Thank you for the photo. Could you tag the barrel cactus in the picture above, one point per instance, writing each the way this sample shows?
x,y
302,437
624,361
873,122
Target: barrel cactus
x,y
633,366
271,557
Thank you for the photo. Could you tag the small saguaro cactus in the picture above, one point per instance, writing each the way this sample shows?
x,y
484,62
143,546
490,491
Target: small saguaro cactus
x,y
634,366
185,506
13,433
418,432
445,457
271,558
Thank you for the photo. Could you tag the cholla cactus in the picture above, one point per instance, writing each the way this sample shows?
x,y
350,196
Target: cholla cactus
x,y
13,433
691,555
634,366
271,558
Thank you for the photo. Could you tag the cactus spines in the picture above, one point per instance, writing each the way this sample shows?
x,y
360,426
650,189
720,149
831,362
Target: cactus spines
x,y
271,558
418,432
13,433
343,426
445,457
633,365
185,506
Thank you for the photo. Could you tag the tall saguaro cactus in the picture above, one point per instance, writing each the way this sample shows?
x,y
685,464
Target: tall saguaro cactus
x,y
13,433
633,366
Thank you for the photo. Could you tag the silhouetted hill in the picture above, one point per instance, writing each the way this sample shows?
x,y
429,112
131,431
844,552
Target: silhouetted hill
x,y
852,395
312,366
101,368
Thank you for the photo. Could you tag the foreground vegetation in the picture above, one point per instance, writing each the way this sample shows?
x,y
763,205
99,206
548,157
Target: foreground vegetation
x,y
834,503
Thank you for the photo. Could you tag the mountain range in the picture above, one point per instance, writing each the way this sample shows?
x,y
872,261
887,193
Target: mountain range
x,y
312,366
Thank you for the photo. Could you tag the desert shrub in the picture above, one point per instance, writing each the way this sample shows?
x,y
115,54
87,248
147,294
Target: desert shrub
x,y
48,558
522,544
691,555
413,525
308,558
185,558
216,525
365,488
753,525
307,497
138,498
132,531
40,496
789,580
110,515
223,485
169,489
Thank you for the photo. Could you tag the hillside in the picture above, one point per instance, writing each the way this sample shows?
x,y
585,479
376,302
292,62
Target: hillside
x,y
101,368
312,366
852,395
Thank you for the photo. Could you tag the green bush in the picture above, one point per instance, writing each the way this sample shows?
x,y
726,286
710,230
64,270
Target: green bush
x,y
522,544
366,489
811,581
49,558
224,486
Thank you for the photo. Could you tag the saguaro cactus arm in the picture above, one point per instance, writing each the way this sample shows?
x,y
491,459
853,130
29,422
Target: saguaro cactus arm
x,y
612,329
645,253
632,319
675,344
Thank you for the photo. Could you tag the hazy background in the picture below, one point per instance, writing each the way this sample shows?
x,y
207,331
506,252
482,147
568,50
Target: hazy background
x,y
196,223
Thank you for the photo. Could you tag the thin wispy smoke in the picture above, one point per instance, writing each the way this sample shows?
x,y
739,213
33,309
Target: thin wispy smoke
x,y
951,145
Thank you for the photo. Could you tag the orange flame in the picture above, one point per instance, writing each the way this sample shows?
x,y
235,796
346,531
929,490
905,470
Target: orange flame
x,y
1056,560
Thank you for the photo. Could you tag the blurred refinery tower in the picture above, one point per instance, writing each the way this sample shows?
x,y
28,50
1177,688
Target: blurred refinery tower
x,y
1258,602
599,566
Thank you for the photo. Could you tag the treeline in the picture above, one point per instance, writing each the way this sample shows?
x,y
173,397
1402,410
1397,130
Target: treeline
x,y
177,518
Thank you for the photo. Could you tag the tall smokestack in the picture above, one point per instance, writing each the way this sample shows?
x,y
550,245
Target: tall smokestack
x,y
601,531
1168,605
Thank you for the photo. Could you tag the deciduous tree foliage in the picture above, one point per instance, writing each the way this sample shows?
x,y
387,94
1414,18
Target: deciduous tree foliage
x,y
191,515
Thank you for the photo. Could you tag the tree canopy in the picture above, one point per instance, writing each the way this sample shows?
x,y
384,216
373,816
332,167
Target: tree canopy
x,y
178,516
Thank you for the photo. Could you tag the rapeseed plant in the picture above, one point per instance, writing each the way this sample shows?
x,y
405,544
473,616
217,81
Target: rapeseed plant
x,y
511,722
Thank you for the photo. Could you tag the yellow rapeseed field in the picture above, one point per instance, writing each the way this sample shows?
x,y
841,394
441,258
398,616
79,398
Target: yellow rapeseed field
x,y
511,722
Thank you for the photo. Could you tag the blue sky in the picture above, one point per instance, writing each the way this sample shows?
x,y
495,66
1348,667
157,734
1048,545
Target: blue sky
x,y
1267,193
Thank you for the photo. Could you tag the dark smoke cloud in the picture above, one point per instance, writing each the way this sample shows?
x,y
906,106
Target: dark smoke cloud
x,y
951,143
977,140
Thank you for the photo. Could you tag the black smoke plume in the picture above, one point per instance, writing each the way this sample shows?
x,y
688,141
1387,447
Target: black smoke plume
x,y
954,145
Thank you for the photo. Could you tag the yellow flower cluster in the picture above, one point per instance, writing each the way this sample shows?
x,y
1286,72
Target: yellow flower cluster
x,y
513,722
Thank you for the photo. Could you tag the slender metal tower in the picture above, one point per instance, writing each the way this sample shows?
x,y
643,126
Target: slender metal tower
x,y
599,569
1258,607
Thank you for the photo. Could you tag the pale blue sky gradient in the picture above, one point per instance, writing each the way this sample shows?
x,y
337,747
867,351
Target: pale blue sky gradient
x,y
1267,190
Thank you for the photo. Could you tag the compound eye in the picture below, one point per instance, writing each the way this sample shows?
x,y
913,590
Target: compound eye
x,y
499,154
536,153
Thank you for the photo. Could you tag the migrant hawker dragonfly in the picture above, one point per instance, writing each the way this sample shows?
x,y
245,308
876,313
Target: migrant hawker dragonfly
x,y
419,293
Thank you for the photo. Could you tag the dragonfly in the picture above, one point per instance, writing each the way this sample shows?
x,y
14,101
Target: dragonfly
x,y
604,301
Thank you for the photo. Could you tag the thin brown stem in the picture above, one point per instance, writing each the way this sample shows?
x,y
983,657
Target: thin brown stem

━━━

▶ **What you are asked to do**
All of the data must be written out again, exactly as it stands.

▶ **Output for this exercise**
Thank you for the photo. Could you tag the barrel cactus in the picture above, one point per instance, writing each the way this sample shows?
x,y
302,437
624,361
873,122
Target: barrel cactus
x,y
633,366
271,557
Thank you for the photo. Could you tag the small saguaro cactus in the picture above, one point per instance, writing each the way this sample shows?
x,y
484,62
143,546
490,491
Target: small saguaro cactus
x,y
634,366
185,506
13,433
418,432
445,457
271,558
Thank you for the photo. Could you tag the cholla cactus in the picture above, one point per instance, writing each the way this sample shows?
x,y
350,196
Target: cholla cactus
x,y
13,433
691,555
634,366
271,558
Thank you for the photo. Could you tag the cactus spines in the picture above, one point per instance, writing each the way this sample shows?
x,y
360,426
650,189
720,149
831,362
Target: cactus spines
x,y
271,558
418,432
13,433
343,426
445,457
633,365
185,506
Thank you for the photo. Could you tag the tall saguaro cactus in the picture above, one point per instance, writing each the way this sample shows?
x,y
685,464
Target: tall saguaro cactus
x,y
13,433
633,366
Thank you for the photo. Could you tag the silhouetted hill in the picture above, one point per instance, writing each the way this sample shows?
x,y
429,112
131,431
844,552
Target: silhouetted hill
x,y
852,395
312,366
101,368
Thank you for the photo. Could you tag the foreground vegetation in the picture above, one point per instance, writing each the way this sample shows?
x,y
763,205
99,206
548,157
Target: foreground vegetation
x,y
834,503
Thank you for the photo. Could you tag the mountain range in the picture above, one point per instance, writing each the way this sample shows?
x,y
872,261
887,193
Target: mountain range
x,y
312,366
Thank you for the photo. Could you tag the desert shrub in the picture above, one point per instance, writing each the way this sample shows?
x,y
115,54
87,248
147,294
Target: desert shrub
x,y
48,558
522,544
691,555
413,525
308,558
185,558
216,525
365,488
753,525
307,497
138,498
132,531
40,496
789,580
110,515
223,485
169,489
Thank you for the photo. Could you tag the hillside in the picture above, one point per instance, writing each the way this sample shows?
x,y
585,479
376,302
292,62
Target: hillside
x,y
101,368
312,366
852,395
Thank you for the photo. Could you tag the green bush in the picture above, one point per instance, writing each the way this sample shows?
x,y
726,286
710,230
64,270
Target: green bush
x,y
522,544
366,489
811,581
49,558
224,486
Thank you for the photo. Could you tag the saguaro cactus arm in the picture above, one point per instance, writing each the way this sample shows?
x,y
491,459
853,130
29,422
Target: saguaro cactus arm
x,y
612,329
645,253
632,319
675,344
Thank you for the photo. Could you tag the hazy background in the picture below, one point per instance, writing each the way this sample shows?
x,y
207,331
506,252
482,147
568,50
Target: hazy background
x,y
196,223
Thank you for the photo. Could you tag the thin wispy smoke in the picture above, one point per instance, writing each the way this sample shows?
x,y
739,213
33,309
Target: thin wispy smoke
x,y
951,145
Thank you for the photo. Could you tag the orange flame in the picture above, one point per instance, writing each the way this sample shows?
x,y
235,796
346,531
929,490
905,470
Target: orange flame
x,y
1056,560
Thank you for the photo. Could you tag the blurred refinery tower in the picture above, one point per instance, writing each the way this sample shows?
x,y
28,50
1177,688
Target: blurred refinery tower
x,y
1258,602
599,566
Thank you for the photo. Could you tag the treeline in the picture above, one point per instance, writing each the way this sample shows?
x,y
173,397
1402,410
1397,130
Target: treeline
x,y
177,518
Thank you for the photo. Could you tag the tall smokestack in the picture above, one point per instance, writing each the way this sample shows?
x,y
550,245
Target: tall smokestack
x,y
601,531
1168,605
Thank you for the photo. Could you tag the deciduous tree foliage in the picture above, one point per instance, writing each the way this sample shows?
x,y
387,94
1414,18
Target: deciduous tree foliage
x,y
191,515
Thank you for the photo. Could you tag the tree canopy in the picture above, one point per instance, writing each the way this sample shows?
x,y
384,216
373,816
332,167
Target: tree canopy
x,y
178,516
Thank you for the photo. Could you tag the rapeseed plant in the picture above, one point per instance, writing each the way this sample shows?
x,y
405,544
473,616
217,81
Target: rapeseed plant
x,y
511,722
Thank you for the photo. Could you tag the yellow rapeseed field in the picture above, one point per instance, writing each the way this sample shows?
x,y
841,394
441,258
398,616
79,398
Target: yellow rapeseed field
x,y
511,722
Thank you for the photo. Could you tag the blue sky in the picture above, one point per instance, writing each the way this sample shows?
x,y
495,66
1348,667
157,734
1048,545
Target: blue sky
x,y
1267,193
Thank you for the photo. Could you tag the dark smoke cloud in the picture above, one point per instance, writing each the way this sample shows?
x,y
906,106
Target: dark smoke cloud
x,y
951,143
977,140
Thank you for the photo. Could you tag the black smoke plume in the picture above, one point per instance, writing each the way this sample shows?
x,y
688,141
1387,447
Target: black smoke plume
x,y
954,145
Thank you for the photo. Could you tag the yellow flower cluster in the picture above, one point per instance, writing each the way this sample shows?
x,y
1286,72
Target: yellow flower cluster
x,y
513,722
Thank you for the photo. Could you tag the slender metal tower in the picture above, one point per instance, writing each the way this sample shows?
x,y
643,126
Target: slender metal tower
x,y
599,569
1258,607
Thank you for the photo. Could you tag the pale blue sky gradient in the picture above, one point per instance, writing each the way this sample shows?
x,y
337,747
867,351
Target: pale blue sky gradient
x,y
1267,190
Thank you for the photo. Could you tag the compound eye in the picture below, one point per instance, writing each the way this sample shows?
x,y
913,590
Target: compound eye
x,y
499,154
536,153
Thank you for the photo. Could you tag the migrant hawker dragonfly in the picture above, one point per instance, writing each the way this sample shows?
x,y
245,308
876,313
Target: migrant hawker dragonfly
x,y
419,293
Thank you for the photo. Could you tag the dragonfly in the picture above, one point per instance, writing each the way this sample shows?
x,y
14,101
Target: dragonfly
x,y
604,301
Thank you for the photo. Could you tag the thin brown stem in the picture above, one point per instance, writing each the way this sample shows?
x,y
983,657
Target: thin brown stem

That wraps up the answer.